(begin)

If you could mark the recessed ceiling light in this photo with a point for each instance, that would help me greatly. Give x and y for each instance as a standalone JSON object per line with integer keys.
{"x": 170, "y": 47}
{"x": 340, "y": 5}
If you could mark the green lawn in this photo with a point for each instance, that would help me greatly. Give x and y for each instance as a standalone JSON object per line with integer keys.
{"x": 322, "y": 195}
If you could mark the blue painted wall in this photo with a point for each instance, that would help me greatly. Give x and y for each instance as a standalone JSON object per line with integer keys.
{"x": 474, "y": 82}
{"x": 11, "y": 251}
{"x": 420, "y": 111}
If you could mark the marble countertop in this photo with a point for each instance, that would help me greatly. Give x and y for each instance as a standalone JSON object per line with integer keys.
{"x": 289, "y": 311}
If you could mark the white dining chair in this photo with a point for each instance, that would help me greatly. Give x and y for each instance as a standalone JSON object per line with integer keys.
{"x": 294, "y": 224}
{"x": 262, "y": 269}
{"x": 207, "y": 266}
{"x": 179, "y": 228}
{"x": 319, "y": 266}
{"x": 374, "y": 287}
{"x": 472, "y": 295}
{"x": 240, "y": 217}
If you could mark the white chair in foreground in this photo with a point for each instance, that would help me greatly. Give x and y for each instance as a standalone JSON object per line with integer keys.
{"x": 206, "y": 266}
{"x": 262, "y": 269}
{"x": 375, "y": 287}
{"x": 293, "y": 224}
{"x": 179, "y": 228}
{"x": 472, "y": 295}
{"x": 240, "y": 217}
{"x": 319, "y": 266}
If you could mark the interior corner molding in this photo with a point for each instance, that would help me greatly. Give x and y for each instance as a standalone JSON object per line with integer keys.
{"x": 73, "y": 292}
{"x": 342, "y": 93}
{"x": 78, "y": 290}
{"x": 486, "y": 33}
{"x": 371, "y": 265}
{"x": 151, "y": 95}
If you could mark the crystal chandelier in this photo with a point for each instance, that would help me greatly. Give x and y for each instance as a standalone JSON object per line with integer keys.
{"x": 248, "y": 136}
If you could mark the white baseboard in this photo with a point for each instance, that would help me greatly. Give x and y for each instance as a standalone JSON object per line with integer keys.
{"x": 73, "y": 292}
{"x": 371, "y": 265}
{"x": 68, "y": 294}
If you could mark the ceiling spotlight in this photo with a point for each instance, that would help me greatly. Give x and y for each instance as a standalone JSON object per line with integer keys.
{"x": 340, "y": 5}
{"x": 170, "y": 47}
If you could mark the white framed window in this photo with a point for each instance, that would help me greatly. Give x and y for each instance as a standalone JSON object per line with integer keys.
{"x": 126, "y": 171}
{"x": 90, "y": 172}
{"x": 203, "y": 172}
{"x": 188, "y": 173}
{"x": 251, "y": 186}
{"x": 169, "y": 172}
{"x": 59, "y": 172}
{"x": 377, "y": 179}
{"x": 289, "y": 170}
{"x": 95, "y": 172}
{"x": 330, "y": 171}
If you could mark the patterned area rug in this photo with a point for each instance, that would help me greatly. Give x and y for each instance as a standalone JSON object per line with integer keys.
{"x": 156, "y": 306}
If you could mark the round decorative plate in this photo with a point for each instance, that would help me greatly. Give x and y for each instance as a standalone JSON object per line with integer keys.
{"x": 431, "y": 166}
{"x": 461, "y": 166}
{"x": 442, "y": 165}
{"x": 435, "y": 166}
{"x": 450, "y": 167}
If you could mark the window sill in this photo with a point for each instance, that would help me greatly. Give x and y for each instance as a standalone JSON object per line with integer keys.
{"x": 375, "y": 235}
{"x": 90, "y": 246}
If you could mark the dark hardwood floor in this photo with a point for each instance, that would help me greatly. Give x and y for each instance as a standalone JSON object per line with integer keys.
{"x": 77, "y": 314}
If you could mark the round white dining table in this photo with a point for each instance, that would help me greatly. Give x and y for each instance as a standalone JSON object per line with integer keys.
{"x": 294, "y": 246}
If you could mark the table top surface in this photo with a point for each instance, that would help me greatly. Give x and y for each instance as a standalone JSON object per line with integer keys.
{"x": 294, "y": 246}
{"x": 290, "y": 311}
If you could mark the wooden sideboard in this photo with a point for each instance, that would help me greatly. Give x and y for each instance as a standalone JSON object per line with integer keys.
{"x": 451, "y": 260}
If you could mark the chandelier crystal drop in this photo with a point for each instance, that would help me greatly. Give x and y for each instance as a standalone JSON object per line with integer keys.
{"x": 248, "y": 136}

(end)

» Task instructions
Everything from the line containing "If you could mark the window" to the last line of the entries above should be quoted exactly, and only that.

» Solution to this exercise
If you could mark the window sill in this photo with a point for each instance, that would help me greatly. Give x and y for each instance as a standalone JSON object per line with integer keys.
{"x": 375, "y": 235}
{"x": 90, "y": 246}
If you could mark the dark hardwood floor in this photo with a point for each instance, that would help me greatly. Give x and y for each instance as a standalone JSON object per line with integer keys.
{"x": 77, "y": 314}
If you could mark the round white dining table in this photo with a point for each instance, that would help me greatly. Give x and y for each instance as a standalone JSON object per line with integer keys.
{"x": 294, "y": 246}
If you could mark the table top surface in this photo with a point for each instance, that would help me greatly. Give x and y for each instance as a standalone JSON object per line with integer keys.
{"x": 294, "y": 246}
{"x": 290, "y": 311}
If you could mark the wooden sideboard in this photo with a point for each instance, that would help me greatly. Give x and y for each instance as a standalone JSON object per line with integer keys.
{"x": 451, "y": 260}
If you could mark the chandelier crystal drop in this photo with a point for each instance, that would help me greatly. Give x and y for each instance as a standalone JSON object per line with integer keys.
{"x": 248, "y": 136}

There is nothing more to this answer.